REQUEST: Each record below should appear again exactly as written.

-------- EXERCISE MATERIALS --------

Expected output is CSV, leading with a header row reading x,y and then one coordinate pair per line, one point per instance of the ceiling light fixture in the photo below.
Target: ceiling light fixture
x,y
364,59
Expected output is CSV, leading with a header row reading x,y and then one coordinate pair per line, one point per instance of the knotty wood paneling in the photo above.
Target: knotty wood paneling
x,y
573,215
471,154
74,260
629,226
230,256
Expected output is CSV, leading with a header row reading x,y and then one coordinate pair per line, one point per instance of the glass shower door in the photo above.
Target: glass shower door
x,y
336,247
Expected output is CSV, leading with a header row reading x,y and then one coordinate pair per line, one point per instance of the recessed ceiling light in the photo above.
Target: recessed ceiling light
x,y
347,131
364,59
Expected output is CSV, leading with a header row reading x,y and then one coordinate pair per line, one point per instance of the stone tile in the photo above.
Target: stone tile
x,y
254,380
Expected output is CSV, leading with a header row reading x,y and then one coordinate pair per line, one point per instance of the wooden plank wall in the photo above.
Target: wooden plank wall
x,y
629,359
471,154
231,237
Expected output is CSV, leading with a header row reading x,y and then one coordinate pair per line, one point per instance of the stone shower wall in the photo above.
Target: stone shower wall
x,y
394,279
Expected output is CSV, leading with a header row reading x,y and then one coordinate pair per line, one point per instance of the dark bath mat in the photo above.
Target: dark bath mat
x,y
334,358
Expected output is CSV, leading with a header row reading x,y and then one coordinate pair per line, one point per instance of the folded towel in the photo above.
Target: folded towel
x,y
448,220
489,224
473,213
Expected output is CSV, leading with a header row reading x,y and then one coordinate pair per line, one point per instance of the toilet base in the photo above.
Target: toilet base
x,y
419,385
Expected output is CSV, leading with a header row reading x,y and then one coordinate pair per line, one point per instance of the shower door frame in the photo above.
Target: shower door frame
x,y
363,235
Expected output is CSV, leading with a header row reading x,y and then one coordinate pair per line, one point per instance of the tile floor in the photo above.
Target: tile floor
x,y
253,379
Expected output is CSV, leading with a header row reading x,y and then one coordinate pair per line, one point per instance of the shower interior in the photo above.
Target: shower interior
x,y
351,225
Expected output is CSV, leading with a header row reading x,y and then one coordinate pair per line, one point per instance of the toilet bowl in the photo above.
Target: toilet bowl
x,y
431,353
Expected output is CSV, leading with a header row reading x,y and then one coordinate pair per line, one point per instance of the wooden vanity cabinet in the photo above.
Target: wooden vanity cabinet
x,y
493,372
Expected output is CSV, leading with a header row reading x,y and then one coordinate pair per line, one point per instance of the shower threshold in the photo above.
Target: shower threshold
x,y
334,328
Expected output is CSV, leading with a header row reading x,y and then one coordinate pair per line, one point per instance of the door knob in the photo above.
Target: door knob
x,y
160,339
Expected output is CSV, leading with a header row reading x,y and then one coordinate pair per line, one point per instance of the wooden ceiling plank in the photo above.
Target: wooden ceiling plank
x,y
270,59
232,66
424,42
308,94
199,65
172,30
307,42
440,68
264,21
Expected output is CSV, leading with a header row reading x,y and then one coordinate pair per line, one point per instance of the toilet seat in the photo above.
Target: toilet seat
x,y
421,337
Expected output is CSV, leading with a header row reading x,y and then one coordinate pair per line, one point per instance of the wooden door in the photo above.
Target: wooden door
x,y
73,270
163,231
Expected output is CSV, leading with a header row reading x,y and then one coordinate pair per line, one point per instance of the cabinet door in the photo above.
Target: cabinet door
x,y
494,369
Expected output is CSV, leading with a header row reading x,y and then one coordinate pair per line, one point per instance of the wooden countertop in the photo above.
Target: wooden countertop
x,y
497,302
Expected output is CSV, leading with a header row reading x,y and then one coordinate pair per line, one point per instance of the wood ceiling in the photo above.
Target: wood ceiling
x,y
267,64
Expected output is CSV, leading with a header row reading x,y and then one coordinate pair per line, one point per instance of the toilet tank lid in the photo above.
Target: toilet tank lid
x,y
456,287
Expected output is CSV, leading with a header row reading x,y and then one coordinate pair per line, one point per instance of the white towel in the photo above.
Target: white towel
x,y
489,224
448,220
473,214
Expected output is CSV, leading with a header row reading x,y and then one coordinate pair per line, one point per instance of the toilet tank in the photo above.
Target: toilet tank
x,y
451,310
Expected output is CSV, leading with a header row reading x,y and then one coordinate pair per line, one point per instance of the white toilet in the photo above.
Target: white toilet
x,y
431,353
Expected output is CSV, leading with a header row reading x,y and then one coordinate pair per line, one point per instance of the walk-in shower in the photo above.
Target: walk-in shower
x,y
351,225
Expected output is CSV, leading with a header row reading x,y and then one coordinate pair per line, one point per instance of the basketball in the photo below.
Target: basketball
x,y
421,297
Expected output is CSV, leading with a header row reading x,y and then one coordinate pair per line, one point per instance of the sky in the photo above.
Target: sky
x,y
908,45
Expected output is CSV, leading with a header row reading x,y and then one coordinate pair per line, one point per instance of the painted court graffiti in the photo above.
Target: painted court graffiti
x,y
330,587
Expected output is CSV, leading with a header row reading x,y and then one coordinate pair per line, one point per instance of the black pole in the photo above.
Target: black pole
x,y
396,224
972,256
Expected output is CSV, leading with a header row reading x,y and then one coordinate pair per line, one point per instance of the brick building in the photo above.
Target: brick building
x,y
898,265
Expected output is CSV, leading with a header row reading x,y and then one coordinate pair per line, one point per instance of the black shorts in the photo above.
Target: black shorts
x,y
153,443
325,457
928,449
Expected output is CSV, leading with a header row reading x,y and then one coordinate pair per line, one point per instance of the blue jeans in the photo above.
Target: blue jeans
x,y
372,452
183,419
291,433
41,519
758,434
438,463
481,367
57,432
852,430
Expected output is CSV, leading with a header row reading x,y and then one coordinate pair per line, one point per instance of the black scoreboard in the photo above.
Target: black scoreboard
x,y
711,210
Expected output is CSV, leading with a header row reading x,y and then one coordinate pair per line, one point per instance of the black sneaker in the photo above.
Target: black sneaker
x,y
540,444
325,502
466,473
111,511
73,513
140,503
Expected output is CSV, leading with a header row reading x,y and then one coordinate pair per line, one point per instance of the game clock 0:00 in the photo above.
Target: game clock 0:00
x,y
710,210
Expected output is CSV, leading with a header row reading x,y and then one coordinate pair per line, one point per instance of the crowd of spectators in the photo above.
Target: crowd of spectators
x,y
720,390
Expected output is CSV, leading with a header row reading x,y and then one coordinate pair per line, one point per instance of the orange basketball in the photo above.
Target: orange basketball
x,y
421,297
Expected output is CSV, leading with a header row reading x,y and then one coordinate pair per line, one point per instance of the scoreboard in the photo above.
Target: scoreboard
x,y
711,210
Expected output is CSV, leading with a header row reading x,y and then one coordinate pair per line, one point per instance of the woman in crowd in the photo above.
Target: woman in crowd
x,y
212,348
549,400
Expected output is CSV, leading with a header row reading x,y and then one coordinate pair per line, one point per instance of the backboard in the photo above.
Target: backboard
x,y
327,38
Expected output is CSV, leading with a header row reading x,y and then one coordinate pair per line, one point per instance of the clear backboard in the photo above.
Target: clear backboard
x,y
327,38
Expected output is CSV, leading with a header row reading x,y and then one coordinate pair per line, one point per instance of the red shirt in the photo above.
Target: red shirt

--------

COMPLETED TASK:
Expected output is CSV, leading with a header row reading x,y and then one coordinate pair per line, one point per instance of the ceiling light fixture in the photo below.
Target: ceiling light fixture
x,y
364,59
Expected output is CSV, leading with a header row reading x,y and then one coordinate pair per line, one point per instance of the knotty wood paneling in the photo above.
Target: knotty wood paneling
x,y
573,215
471,154
74,260
629,226
230,256
Expected output is CSV, leading with a header row reading x,y and then one coordinate pair per line, one point per instance of the glass shower door in the photo above.
Target: glass shower door
x,y
336,247
Expected output is CSV, leading with a header row reading x,y and then one coordinate pair per line, one point per instance of the recessed ceiling light in the photo above.
Target: recessed ceiling light
x,y
347,131
364,59
Expected output is CSV, leading with a header row reading x,y and then one coordinate pair per line, one point per instance of the stone tile in the photo above.
Target: stone tile
x,y
254,380
Expected output is CSV, leading with a header row reading x,y and then one coordinate pair per line, one point per instance of the wooden plank wall in the photo above.
Target: wooden plank wall
x,y
629,359
471,154
231,237
Expected output is CSV, leading with a header row reading x,y and then one coordinate pair per line, one point per instance of the stone shower wall in the photo above.
Target: stone shower wall
x,y
394,279
Expected output is CSV, leading with a header row reading x,y and then one coordinate pair per line, one point per instance of the dark bath mat in the photo above.
Target: dark bath mat
x,y
334,358
Expected output is CSV, leading with a header row reading x,y and then one coordinate pair per line, one point per instance of the folded towel in the photo above.
Target: folded towel
x,y
448,220
489,224
473,213
Expected output is CSV, leading with a header row reading x,y and then one coordinate pair per line, one point per instance of the toilet base in the photo above.
Target: toilet base
x,y
419,385
Expected output is CSV, leading with a header row reading x,y and then one coordinate pair per line, one point per instance of the shower door frame in the photo above.
Target: shower door frame
x,y
363,235
Expected output is CSV, leading with a header row reading x,y and then one coordinate pair per line, one point per instance of the tile floor in the photo above.
Target: tile floor
x,y
253,379
Expected output is CSV, leading with a header row reading x,y and then one coordinate pair per line, one point per instance of the shower interior in the photo above.
Target: shower interior
x,y
351,225
Expected output is CSV, leading with a header row reading x,y and then one coordinate pair per line, one point per instance of the toilet bowl in the photo above.
Target: toilet bowl
x,y
431,353
Expected output is CSV, leading with a header row reading x,y and then one coordinate pair per line, one point per instance of the wooden vanity cabinet in the photo above.
Target: wooden vanity cabinet
x,y
493,372
Expected output is CSV, leading with a header row reading x,y and then one coordinate pair per line, one point per instance of the shower threshold in the photo above.
Target: shower threshold
x,y
334,328
Expected output is CSV, leading with a header row reading x,y and then one coordinate pair per line, one point per instance of the door knob in the photo above.
Target: door knob
x,y
160,339
Expected output is CSV, leading with a header row reading x,y and then one coordinate pair per line, one point per instance of the wooden ceiling plank in the photo above.
Target: wooden ceiling plank
x,y
270,59
232,66
424,42
308,94
199,65
172,30
307,42
440,68
264,21
Expected output is CSV, leading with a header row reading x,y and then one coordinate pair per line, one point per instance of the toilet seat in the photo above.
Target: toilet seat
x,y
421,337
Expected output is CSV, leading with a header row reading x,y and then one coordinate pair per line, one point per instance of the wooden door in the photo above.
Target: wooden door
x,y
73,270
163,231
Expected output is CSV, leading with a header row reading x,y and then one coordinate pair per line, one point per instance of the cabinet door in the photo above.
Target: cabinet door
x,y
494,369
Expected output is CSV, leading with a header row reading x,y and then one coordinate pair per line, one point per instance of the wooden countertop in the photo above.
Target: wooden countertop
x,y
497,302
Expected output is CSV, leading with a header row reading x,y and then one coordinate pair per line, one point per instance of the wood ceiling in the photo above.
Target: wood ceiling
x,y
267,64
Expected output is CSV, leading with a header row reading x,y and then one coordinate pair per line, one point per instance of the toilet tank lid in the photo above.
Target: toilet tank lid
x,y
456,287
Expected output is CSV, leading with a header row reading x,y and then one coordinate pair per line, one point per instance of the white towel in the photo above.
Target: white towel
x,y
489,224
448,220
473,214
Expected output is CSV, leading with a header row reading x,y and then one coordinate pair per line, one point per instance of the toilet tank in the photo above.
Target: toilet tank
x,y
451,310
Expected output is CSV, leading with a header row reading x,y and then one coordinate pair per line, one point per instance of the white toilet in the photo above.
Target: white toilet
x,y
431,353
Expected output is CSV, leading with a header row reading x,y and then one coordinate pair per line, one point per instance of the walk-in shower in the photo above.
Target: walk-in shower
x,y
351,225
Expected output is CSV, leading with a header row reading x,y and then one coordinate pair per line, one point per instance of the basketball in the photo below.
Target: basketball
x,y
421,297
Expected output is CSV, leading with a header row reading x,y and then one coordinate pair per line, one point per instance of the sky in the photo above.
Target: sky
x,y
908,45
Expected output is CSV, leading with a header row reading x,y and then one coordinate pair per line, one point per instance of the painted court graffiti in the photo above.
Target: painted court graffiti
x,y
330,587
Expected output is CSV, leading with a header row reading x,y and then one coordinate pair per line, one point per instance of the black pole in the photo above.
Target: black pole
x,y
396,224
972,256
Expected output is CSV, leading with a header row reading x,y and then one coordinate pair per line, one point per instance of the brick building in the photo above.
Target: brick building
x,y
898,265
Expected output is CSV, leading with a header row reading x,y and then one coordinate pair per line, one point per instance of the black shorts in the photo above.
Target: black shorts
x,y
153,443
325,457
928,449
Expected output is CSV, leading with a header row reading x,y and then one coordinate pair per line, one point per instance of the blue jeans in the photo above.
Target: blue jeans
x,y
372,452
183,419
291,433
41,519
758,434
438,463
481,367
57,432
852,430
Expected output is CSV, leading with a header row reading x,y and then one coordinate pair per line, one point per instance of the black scoreboard in the photo above.
Target: black scoreboard
x,y
711,210
Expected output is CSV, leading with a header row reading x,y and then one coordinate pair per line, one point per instance of the black sneaker in the photo above.
Target: black sneaker
x,y
540,444
325,502
466,473
111,511
73,513
140,503
Expected output is CSV, leading with a header row reading x,y and then one coordinate pair per line, one point per instance of the game clock 0:00 in the photo above.
Target: game clock 0:00
x,y
710,210
Expected output is CSV, leading with a header row reading x,y and then one coordinate pair per line, one point per instance of the crowd of spectators in the photo above.
Target: crowd of spectators
x,y
720,390
Expected output is CSV, leading with a header row reading x,y and then one coordinate pair per line, one point per instance of the orange basketball in the photo above.
Target: orange basketball
x,y
421,297
Expected output is CSV, leading with a header row reading x,y and then one coordinate pair per line, one point per instance of the scoreboard in the photo above.
Target: scoreboard
x,y
711,210
Expected output is CSV, leading with a header row reading x,y and then one coordinate pair per line, one point per instance of the woman in crowd in the photo above.
Target: woman in crowd
x,y
212,348
549,400
Expected output is CSV, leading with a header row reading x,y and then one coordinate pair per line, one point per instance of the backboard in the photo above.
Target: backboard
x,y
327,38
Expected output is CSV, leading with a header row reading x,y and then one coordinate pair per line, one point per instance of the clear backboard in the photo above.
Target: clear backboard
x,y
327,38
Expected output is CSV, leading with a header row reading x,y and then one coordinate pair per line, one point per instance of the red shirt in the photo above.
Target: red shirt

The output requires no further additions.